(Material for this exercise)

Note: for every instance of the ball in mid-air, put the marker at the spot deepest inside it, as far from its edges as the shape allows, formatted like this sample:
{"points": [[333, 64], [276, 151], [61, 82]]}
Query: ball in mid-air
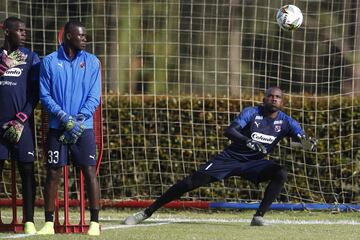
{"points": [[289, 17]]}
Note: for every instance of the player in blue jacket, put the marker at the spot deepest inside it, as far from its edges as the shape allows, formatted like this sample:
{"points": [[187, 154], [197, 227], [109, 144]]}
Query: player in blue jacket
{"points": [[19, 94], [254, 133], [70, 92]]}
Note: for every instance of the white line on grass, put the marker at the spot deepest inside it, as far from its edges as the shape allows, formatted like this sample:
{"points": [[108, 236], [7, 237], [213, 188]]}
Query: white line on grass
{"points": [[157, 221], [272, 221]]}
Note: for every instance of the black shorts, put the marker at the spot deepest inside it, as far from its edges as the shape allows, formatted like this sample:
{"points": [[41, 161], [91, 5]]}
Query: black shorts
{"points": [[227, 164], [23, 151], [82, 153]]}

(End Material for this exercise)

> _Directions_: The lines to copy are those above that contain "inside".

> _Final answer_:
Note: for every instance of the ball in mid-air, put the marker at the spot deepest inside it, as far from its edges as the shape allows, formatted like this sample:
Note: for every instance of the player in blue jacket, put the marker at the spot deepest inside it, as far from its edges as the shape allows, formatted like this sample:
Note: for every instance of the white line on grass, put the marker at the spot deepest inside it, as far from its edges as the shape allows, formatted like this sample:
Note: for every instance of the black shorts, put the marker at the spot deepest inside it, as far from its edges as the shape allows, formatted like this sample:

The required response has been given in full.